* _Objective_
In the data below, find the line containing "Identify the red cap"; reproduce that line and all subsequent lines exactly, and nothing else.

>>>>

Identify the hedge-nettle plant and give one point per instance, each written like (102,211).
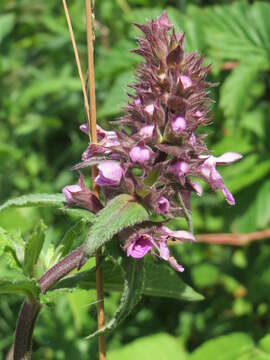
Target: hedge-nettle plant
(147,169)
(157,154)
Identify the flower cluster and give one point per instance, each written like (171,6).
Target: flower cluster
(157,152)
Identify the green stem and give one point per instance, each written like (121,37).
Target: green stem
(30,309)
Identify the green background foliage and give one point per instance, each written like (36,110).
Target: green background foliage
(41,107)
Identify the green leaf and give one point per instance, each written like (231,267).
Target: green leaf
(226,347)
(159,347)
(72,234)
(264,343)
(78,214)
(38,200)
(205,275)
(159,280)
(121,212)
(7,22)
(133,281)
(11,249)
(33,248)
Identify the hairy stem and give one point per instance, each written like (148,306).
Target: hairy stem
(93,138)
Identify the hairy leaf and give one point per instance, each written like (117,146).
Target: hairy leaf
(120,213)
(38,200)
(133,281)
(159,280)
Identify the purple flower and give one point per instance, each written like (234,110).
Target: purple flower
(81,196)
(178,125)
(174,264)
(176,234)
(150,109)
(140,246)
(192,140)
(186,81)
(106,140)
(142,242)
(147,131)
(140,154)
(196,187)
(162,206)
(110,173)
(84,128)
(211,175)
(180,168)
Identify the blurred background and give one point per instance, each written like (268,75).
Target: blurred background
(41,108)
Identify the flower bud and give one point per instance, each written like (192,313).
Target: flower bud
(81,196)
(110,173)
(140,246)
(178,125)
(140,154)
(162,206)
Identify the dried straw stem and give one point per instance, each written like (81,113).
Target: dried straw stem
(85,98)
(93,137)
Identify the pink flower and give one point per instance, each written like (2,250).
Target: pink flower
(140,246)
(84,128)
(140,154)
(178,125)
(147,131)
(162,206)
(180,168)
(174,264)
(176,234)
(150,109)
(186,81)
(110,173)
(197,188)
(209,172)
(81,196)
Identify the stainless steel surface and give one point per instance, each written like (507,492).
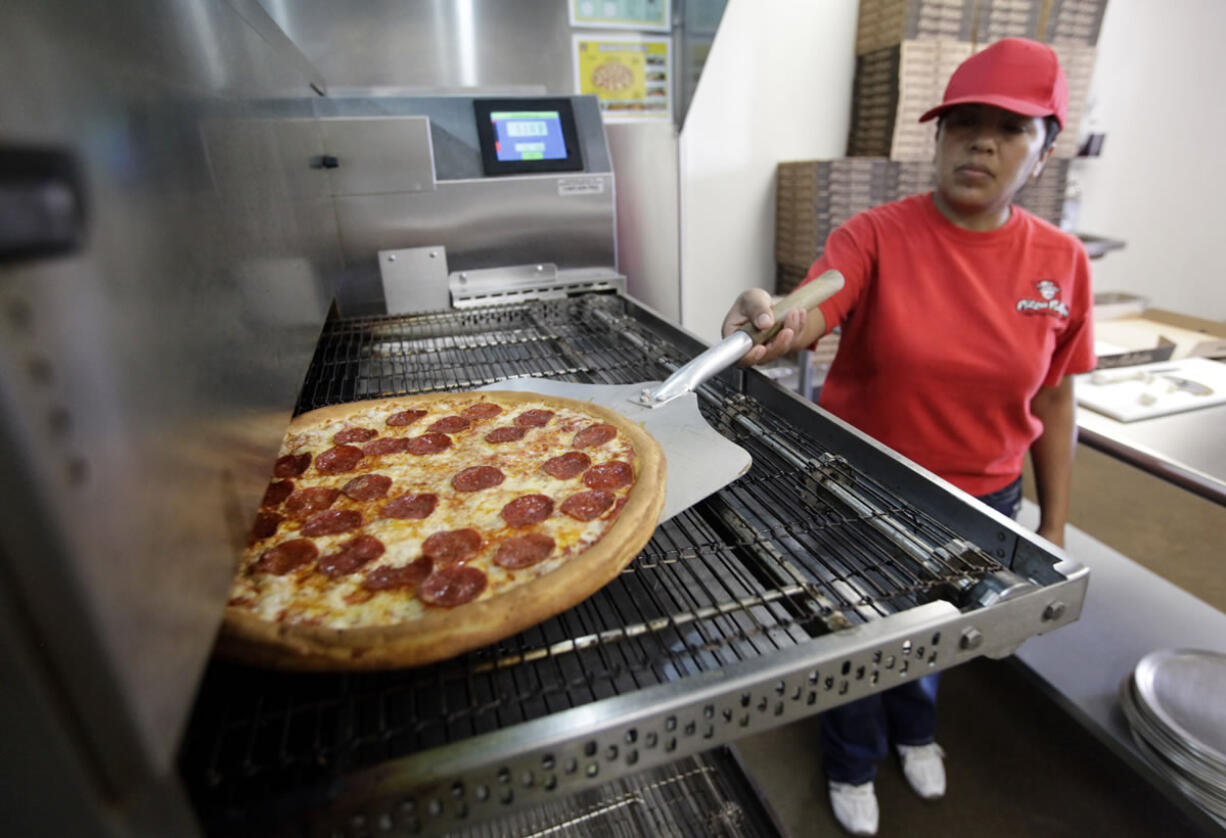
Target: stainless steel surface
(379,156)
(1186,691)
(428,45)
(466,45)
(700,461)
(415,278)
(519,283)
(769,600)
(1186,449)
(1128,613)
(649,219)
(685,380)
(484,223)
(137,420)
(1203,781)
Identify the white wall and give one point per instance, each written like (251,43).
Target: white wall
(775,87)
(1159,183)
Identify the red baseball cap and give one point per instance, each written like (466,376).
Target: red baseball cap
(1015,74)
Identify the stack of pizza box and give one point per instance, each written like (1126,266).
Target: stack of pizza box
(906,50)
(1045,197)
(1073,21)
(813,197)
(905,53)
(1078,63)
(884,23)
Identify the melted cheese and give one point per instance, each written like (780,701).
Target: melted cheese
(307,596)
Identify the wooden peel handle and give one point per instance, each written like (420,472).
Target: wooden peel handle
(807,297)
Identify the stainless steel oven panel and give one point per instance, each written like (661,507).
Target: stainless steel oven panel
(376,156)
(488,223)
(137,422)
(482,777)
(812,581)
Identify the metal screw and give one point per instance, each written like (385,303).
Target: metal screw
(971,638)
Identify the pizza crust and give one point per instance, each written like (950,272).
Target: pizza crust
(445,632)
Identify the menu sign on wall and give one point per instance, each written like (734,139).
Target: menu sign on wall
(652,15)
(628,74)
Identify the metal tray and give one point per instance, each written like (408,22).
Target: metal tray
(830,571)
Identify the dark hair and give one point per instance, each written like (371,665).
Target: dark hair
(1053,130)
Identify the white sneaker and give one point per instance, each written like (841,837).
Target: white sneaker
(855,807)
(925,768)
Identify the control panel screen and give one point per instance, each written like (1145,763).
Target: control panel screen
(526,136)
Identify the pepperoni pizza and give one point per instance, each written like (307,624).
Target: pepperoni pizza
(403,531)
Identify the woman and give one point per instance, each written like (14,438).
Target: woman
(963,319)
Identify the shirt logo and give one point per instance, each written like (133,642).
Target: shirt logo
(1050,304)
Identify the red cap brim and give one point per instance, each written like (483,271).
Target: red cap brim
(1008,103)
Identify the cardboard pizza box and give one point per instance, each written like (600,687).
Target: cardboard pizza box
(1156,335)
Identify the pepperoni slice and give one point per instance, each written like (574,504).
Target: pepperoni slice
(428,444)
(291,464)
(593,435)
(477,478)
(265,524)
(508,434)
(330,522)
(367,486)
(533,418)
(405,418)
(352,555)
(410,506)
(524,550)
(567,466)
(276,493)
(313,499)
(481,411)
(612,474)
(351,435)
(450,425)
(397,576)
(286,556)
(527,510)
(449,587)
(451,545)
(340,458)
(587,505)
(385,445)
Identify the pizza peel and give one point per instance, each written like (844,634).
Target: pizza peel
(699,460)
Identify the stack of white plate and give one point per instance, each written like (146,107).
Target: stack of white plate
(1175,702)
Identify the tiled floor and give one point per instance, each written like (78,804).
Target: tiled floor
(1018,765)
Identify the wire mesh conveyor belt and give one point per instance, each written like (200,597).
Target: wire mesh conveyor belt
(700,796)
(802,545)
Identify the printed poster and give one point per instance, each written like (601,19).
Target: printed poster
(651,15)
(628,74)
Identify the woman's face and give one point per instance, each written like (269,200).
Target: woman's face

<<<<

* _Exercise result_
Identify the red cap brim and give one point per instance, each written like (483,271).
Target: red cap brim
(1008,103)
Identify the cardboard pizza box and give one point per instance, each written like (600,687).
Target: cardboard pizza box
(1156,335)
Identify the pepperoni slice and give one point per instance, each written like (574,504).
Target: pepperoni slice
(428,444)
(291,464)
(593,435)
(477,478)
(265,524)
(508,434)
(330,522)
(367,486)
(533,418)
(405,418)
(352,555)
(410,506)
(524,550)
(567,466)
(276,493)
(313,499)
(481,411)
(612,474)
(351,435)
(450,425)
(397,576)
(286,556)
(527,510)
(449,587)
(451,545)
(340,458)
(587,505)
(385,445)
Identify the pizza peel and give one point per instance, each written like (844,634).
Target: pizza peel
(699,460)
Identify the stack of white plate and give one point per instance, each written like (146,107).
Target: stack of white plate
(1175,702)
Identify the tiled floor and give one point per instance, each written like (78,804).
Target: tiled floor
(1018,765)
Identify the wire mesh conveyor belt and give one point per instance, each written like (200,597).
Target: wire mesh conveyor belt
(700,796)
(802,545)
Identify the printed poster and give one point per instance, each written like (601,19).
Target: printed poster
(651,15)
(628,74)
Identify the woman's face and give one point per instance, each written like (269,200).
Target: woman's face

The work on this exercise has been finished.